Rewrite all of the data below line for line. Add 77 to each coordinate in the answers and keep every other line unchanged.

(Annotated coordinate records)
==============================

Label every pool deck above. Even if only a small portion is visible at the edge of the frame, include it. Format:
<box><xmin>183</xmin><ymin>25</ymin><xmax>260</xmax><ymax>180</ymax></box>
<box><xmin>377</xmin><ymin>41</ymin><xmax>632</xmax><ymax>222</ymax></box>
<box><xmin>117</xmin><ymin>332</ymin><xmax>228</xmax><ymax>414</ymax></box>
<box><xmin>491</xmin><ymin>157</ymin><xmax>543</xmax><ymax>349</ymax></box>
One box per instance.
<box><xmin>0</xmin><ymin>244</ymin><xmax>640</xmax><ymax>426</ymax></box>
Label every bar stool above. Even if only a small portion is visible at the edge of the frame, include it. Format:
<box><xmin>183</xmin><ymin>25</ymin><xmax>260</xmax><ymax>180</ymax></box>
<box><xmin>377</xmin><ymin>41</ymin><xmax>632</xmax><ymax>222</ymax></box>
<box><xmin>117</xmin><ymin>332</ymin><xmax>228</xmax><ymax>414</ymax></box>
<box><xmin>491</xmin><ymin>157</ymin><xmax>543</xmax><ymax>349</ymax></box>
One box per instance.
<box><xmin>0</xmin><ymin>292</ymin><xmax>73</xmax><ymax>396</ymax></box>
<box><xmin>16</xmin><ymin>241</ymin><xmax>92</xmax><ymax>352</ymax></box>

==============================

• **Full response**
Label every pool deck above. Even if only a small portion is visible at the edge of the frame, include it. Format:
<box><xmin>183</xmin><ymin>25</ymin><xmax>260</xmax><ymax>180</ymax></box>
<box><xmin>377</xmin><ymin>41</ymin><xmax>632</xmax><ymax>222</ymax></box>
<box><xmin>117</xmin><ymin>332</ymin><xmax>228</xmax><ymax>414</ymax></box>
<box><xmin>491</xmin><ymin>157</ymin><xmax>543</xmax><ymax>349</ymax></box>
One box per instance.
<box><xmin>77</xmin><ymin>321</ymin><xmax>717</xmax><ymax>503</ymax></box>
Label every bar stool above. Even if only a small portion is visible at the edge of the frame, include it. Format:
<box><xmin>183</xmin><ymin>25</ymin><xmax>260</xmax><ymax>180</ymax></box>
<box><xmin>377</xmin><ymin>41</ymin><xmax>632</xmax><ymax>222</ymax></box>
<box><xmin>117</xmin><ymin>332</ymin><xmax>228</xmax><ymax>414</ymax></box>
<box><xmin>491</xmin><ymin>157</ymin><xmax>543</xmax><ymax>349</ymax></box>
One box per instance.
<box><xmin>77</xmin><ymin>369</ymin><xmax>150</xmax><ymax>473</ymax></box>
<box><xmin>93</xmin><ymin>318</ymin><xmax>169</xmax><ymax>429</ymax></box>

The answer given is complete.